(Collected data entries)
>>>>
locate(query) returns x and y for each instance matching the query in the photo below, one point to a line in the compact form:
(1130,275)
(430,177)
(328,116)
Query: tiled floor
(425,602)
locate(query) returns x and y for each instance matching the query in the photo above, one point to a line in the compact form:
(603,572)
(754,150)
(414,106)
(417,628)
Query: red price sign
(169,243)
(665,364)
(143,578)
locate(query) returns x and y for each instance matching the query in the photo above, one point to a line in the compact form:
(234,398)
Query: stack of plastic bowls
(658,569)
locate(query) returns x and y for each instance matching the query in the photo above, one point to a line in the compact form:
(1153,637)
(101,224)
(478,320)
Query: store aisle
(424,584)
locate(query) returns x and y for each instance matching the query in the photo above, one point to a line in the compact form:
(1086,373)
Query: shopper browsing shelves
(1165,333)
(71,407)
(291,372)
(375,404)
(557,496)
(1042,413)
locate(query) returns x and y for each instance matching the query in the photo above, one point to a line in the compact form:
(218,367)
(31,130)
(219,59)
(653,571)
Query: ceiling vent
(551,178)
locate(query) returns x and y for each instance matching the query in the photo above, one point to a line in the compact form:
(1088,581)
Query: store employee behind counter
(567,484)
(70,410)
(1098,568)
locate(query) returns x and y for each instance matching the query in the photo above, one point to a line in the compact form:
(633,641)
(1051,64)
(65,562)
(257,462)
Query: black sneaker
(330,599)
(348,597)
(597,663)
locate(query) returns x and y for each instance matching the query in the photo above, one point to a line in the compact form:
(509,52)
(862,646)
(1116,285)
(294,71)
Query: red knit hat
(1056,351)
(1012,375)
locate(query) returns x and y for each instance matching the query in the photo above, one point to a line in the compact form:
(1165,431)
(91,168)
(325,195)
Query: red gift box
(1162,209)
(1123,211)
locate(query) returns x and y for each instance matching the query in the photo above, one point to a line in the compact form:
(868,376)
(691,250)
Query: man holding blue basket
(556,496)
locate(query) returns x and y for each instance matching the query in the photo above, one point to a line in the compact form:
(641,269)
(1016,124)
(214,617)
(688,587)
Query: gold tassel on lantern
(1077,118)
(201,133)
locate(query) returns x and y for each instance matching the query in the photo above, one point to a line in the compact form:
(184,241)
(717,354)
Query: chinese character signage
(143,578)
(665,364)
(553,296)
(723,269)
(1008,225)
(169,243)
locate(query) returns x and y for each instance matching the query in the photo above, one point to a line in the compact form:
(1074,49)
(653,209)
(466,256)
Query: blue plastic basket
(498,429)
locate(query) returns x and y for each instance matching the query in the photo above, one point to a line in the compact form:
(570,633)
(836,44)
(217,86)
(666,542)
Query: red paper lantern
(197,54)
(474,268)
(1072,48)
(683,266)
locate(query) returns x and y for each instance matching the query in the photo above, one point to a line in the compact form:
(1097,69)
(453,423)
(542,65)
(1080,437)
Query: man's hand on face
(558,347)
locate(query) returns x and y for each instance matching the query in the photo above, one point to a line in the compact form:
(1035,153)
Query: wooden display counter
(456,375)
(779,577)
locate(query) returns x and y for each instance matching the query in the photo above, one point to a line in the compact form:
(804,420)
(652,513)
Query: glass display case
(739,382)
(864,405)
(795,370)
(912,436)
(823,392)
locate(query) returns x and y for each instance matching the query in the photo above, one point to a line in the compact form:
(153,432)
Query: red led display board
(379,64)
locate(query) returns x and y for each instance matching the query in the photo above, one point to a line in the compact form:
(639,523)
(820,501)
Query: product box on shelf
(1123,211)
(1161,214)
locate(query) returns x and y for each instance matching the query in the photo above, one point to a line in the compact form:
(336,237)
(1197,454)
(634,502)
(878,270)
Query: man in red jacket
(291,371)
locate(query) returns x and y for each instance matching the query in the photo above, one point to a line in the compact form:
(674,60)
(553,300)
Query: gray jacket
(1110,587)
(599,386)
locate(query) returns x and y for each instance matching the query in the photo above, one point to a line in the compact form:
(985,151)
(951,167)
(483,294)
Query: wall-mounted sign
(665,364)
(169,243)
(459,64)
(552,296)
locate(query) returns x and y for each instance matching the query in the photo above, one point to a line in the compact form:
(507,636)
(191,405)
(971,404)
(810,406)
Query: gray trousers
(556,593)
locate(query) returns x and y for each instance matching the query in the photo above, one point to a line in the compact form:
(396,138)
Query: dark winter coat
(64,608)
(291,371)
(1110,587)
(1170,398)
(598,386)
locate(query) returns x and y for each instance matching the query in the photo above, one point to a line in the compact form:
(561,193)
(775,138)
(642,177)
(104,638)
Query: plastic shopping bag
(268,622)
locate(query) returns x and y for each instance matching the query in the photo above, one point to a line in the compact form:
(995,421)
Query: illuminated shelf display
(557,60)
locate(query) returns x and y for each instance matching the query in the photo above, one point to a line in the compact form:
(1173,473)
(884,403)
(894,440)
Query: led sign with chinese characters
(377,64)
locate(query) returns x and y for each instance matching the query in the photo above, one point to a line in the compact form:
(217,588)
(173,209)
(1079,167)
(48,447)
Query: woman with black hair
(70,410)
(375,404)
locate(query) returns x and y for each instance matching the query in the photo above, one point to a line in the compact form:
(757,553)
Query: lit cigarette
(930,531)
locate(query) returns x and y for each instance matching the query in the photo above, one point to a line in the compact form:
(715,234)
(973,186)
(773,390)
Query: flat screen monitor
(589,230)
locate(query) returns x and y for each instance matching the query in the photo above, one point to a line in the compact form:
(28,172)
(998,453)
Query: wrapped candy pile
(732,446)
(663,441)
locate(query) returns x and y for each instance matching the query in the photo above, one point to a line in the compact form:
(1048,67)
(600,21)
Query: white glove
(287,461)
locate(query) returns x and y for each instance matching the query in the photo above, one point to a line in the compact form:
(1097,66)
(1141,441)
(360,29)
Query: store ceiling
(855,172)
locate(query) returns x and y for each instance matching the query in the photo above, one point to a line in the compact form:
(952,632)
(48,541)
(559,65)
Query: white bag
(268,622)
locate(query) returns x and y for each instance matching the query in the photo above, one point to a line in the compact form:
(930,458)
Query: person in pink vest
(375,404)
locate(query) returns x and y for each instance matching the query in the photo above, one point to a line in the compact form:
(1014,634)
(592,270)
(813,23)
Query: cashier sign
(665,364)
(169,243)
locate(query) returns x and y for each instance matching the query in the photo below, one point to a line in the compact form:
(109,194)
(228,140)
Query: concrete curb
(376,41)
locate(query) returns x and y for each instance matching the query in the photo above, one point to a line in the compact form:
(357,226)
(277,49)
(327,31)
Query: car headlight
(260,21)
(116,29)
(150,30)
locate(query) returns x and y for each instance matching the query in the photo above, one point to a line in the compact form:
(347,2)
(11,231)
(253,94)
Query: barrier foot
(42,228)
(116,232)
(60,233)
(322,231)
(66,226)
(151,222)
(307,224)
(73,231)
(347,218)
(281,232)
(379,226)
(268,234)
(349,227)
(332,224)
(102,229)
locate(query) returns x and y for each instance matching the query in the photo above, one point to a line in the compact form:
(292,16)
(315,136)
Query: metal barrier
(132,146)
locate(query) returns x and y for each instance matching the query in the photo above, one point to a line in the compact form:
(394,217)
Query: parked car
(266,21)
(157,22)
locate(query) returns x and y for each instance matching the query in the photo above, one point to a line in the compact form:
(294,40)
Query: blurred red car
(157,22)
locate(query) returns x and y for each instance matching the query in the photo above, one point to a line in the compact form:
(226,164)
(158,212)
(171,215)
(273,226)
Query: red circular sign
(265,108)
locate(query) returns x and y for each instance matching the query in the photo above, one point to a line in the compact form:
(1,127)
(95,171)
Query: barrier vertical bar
<<<<
TO DO - Exact reproduction of every entry is needed.

OUTPUT OF THE EXERCISE -
locate(query) returns x and y for each instance matching the query in the photo below, one point to a line in the compact form:
(1130,275)
(430,177)
(328,116)
Query: tiled floor
(425,602)
locate(query) returns x and y for each instance matching the query in the photo above, one point to a line in the compact form:
(603,572)
(754,150)
(414,106)
(417,628)
Query: red price sign
(169,243)
(665,364)
(143,578)
locate(query) returns x and y for each instance matching the query in the photo above, one point to a line in the compact form:
(234,398)
Query: stack of plastic bowls
(658,569)
locate(query) returns x and y for each instance matching the query in the photo above, one point to a line in the compact form:
(1153,637)
(101,224)
(478,320)
Query: store aisle
(424,584)
locate(query) returns x and y for each instance matching the query in the photo above, one point to a line in the compact form:
(1086,373)
Query: shopper browsing shelves
(1165,333)
(71,407)
(291,372)
(375,404)
(557,496)
(1042,413)
locate(query) returns x and y for each instance matching the query in the photo above, one point to a line in the compact form:
(218,367)
(31,130)
(219,59)
(653,571)
Query: ceiling vent
(551,178)
locate(query) returns x and y for each instance matching the query in the photo above, one point to a line in the compact form:
(1088,581)
Query: store employee behind counter
(567,484)
(70,410)
(1098,568)
locate(query) returns x and y for each instance matching the query in the photo above, one point to a line in the compact form:
(633,641)
(1051,64)
(65,562)
(257,462)
Query: black sneaker
(330,599)
(348,597)
(597,663)
locate(query) returns x and y for each instance matching the query in the photo above, one point to a line in the compact form:
(509,52)
(862,646)
(1116,285)
(294,71)
Query: red knit hat
(1056,351)
(1012,375)
locate(query) returns x and y for each instance matching the query in the photo above, one point to a line in the compact form:
(1165,431)
(91,168)
(325,195)
Query: red gift box
(1162,209)
(1123,211)
locate(query) returns x and y for each instance matching the query in the photo above, one point to a line in the compact form:
(868,376)
(691,250)
Query: man holding blue basket
(556,496)
locate(query) returns x and y for each instance matching the query in the photo above, one point to a line in the compact form:
(641,269)
(1016,124)
(214,617)
(688,587)
Query: gold tassel on lantern
(1077,118)
(201,133)
locate(query) returns x and y for each instance matching the query in the photo above, one point to a line in the compact form:
(184,241)
(717,354)
Query: chinese character signage
(143,578)
(665,364)
(553,296)
(723,269)
(1008,225)
(169,243)
locate(query) returns x and y for each instance matching the query in the photo above, one point to a line in the compact form:
(1074,49)
(653,209)
(466,256)
Query: blue plastic basket
(498,429)
locate(query) returns x and y for each instance matching the query in the photo above, one point to a line in the compact form:
(570,633)
(836,44)
(217,86)
(666,542)
Query: red paper lantern
(197,54)
(474,268)
(1072,48)
(683,266)
locate(query) returns x and y for each instance matching the query in the photo above, one point to a line in the compact form:
(1097,69)
(453,423)
(542,65)
(1080,437)
Query: man's hand on face
(558,347)
locate(query) returns x and y for each instance matching the query in the photo above, one point to a line in the compact form:
(1035,153)
Query: wooden display counter
(456,375)
(779,577)
locate(query) returns x and y for each instance matching the query in the photo above, one point to a line in the compact form:
(804,420)
(652,513)
Query: glass display case
(739,382)
(864,405)
(795,370)
(912,436)
(823,392)
locate(query) returns x and y for each instance matching the query in the photo above, one point to a line in the compact form:
(153,432)
Query: red led display board
(379,64)
locate(query) returns x and y for each instance matching the query in the photo above, one point to a line in the compact form:
(639,523)
(820,501)
Query: product box on shelf
(1123,211)
(1161,214)
locate(query) returns x and y for each instance matching the query in the photo above, one point to a line in the compact form:
(336,237)
(1197,454)
(634,502)
(878,270)
Query: man in red jacket
(291,371)
locate(query) returns x and y for each instance matching the query in the photo above, one point to a line in the compact form:
(674,60)
(553,300)
Query: gray jacket
(1110,587)
(599,386)
locate(query) returns x and y for each instance matching the query in the photo above, one point to a line in the compact form:
(985,151)
(951,167)
(483,294)
Query: wall-mounted sign
(665,364)
(169,243)
(459,64)
(552,296)
locate(query) returns x and y for each instance matching the query in the photo above, one point to a line in the compact form:
(507,636)
(191,405)
(971,404)
(810,406)
Query: gray trousers
(556,593)
locate(query) returns x and y for each instance matching the query in the photo above, one point to a line in the compact form:
(396,138)
Query: dark winter coat
(64,608)
(291,371)
(1110,587)
(1170,398)
(598,386)
locate(query) returns x and y for each instance matching the query in the photo above, one point to a line in the compact form:
(561,193)
(775,138)
(642,177)
(104,638)
Query: plastic shopping bag
(268,622)
locate(query) returns x and y for each instance matching the query in the photo above, one point to a line in the compact form:
(995,421)
Query: illuminated shelf display
(557,60)
locate(query) returns x and y for each instance matching the query in the photo above, one point to a line in the compact form:
(1173,473)
(884,403)
(894,440)
Query: led sign with chinese characters
(377,64)
locate(query) returns x and y for each instance matching the query in the photo above, one point to a line in the compact form:
(217,588)
(173,209)
(1079,167)
(48,447)
Query: woman with black hair
(70,410)
(375,404)
locate(query) returns x and y for each instance matching the query in the photo above, one point to a line in the compact form:
(757,553)
Query: lit cigarette
(930,531)
locate(query) returns x and y for each instance matching the query in the photo above, one point to a line in the compact form:
(715,234)
(973,186)
(773,390)
Query: flat screen monitor
(589,230)
locate(query) returns x and y for each instance matching the query in the photo above, one point to a line in the compact form:
(28,172)
(998,453)
Query: wrapped candy pile
(732,446)
(663,441)
locate(query) returns x and y for each instance matching the query in the photo above, one point to a line in the compact form:
(1048,67)
(600,21)
Query: white glove
(287,461)
locate(query) returns x and y for each instance matching the query in the photo above, one point to a line in the compact form:
(1097,66)
(1141,441)
(360,29)
Query: store ceiling
(855,172)
locate(query) returns x and y for each instance matching the query in the photo above, one point to a line in the compact form:
(952,632)
(48,541)
(559,65)
Query: white bag
(268,622)
locate(query) returns x and y for each instance matching the query in the photo above, one point to a line in the compact form:
(930,458)
Query: person in pink vest
(375,404)
locate(query) returns x and y for each instance matching the query in the photo above, one point to a line in the compact form:
(1014,634)
(592,270)
(813,23)
Query: cashier sign
(665,364)
(169,243)
locate(query) returns x and y for each instance matching the query in the photo below, one point to a line in the compact form:
(109,194)
(228,140)
Query: concrete curb
(376,41)
locate(query) returns x and y for each instance matching the query in the photo above, one point to a line in the compact form:
(357,226)
(277,49)
(327,31)
Query: car headlight
(260,21)
(116,29)
(150,30)
locate(query) returns x and y for each instance matching the query in the photo above, one point to a line in the compact form:
(347,2)
(11,231)
(253,94)
Query: barrier foot
(42,228)
(116,232)
(60,233)
(322,231)
(66,226)
(151,222)
(307,224)
(73,231)
(347,218)
(281,232)
(379,226)
(268,234)
(349,227)
(332,224)
(102,229)
locate(query) returns x and y for each instance matching the query in the photo above, one point to a line in the compact form:
(292,16)
(315,136)
Query: metal barrier
(132,146)
locate(query) returns x and y for each instance matching the query in the photo above, one point to a line in the compact form:
(394,217)
Query: parked car
(266,21)
(157,22)
locate(query) returns x and y for each instance matching the query in the photo above, one point to a line in the compact form:
(294,40)
Query: blurred red car
(157,22)
locate(query) returns x and y for each instance matching the query in the photo above, one point to a line in the compact form:
(226,164)
(158,212)
(171,215)
(273,226)
Query: red circular sign
(265,108)
locate(query) returns x and y for each instance matching the query in the photo above, one point to a line in the compact form:
(1,127)
(95,171)
Query: barrier vertical bar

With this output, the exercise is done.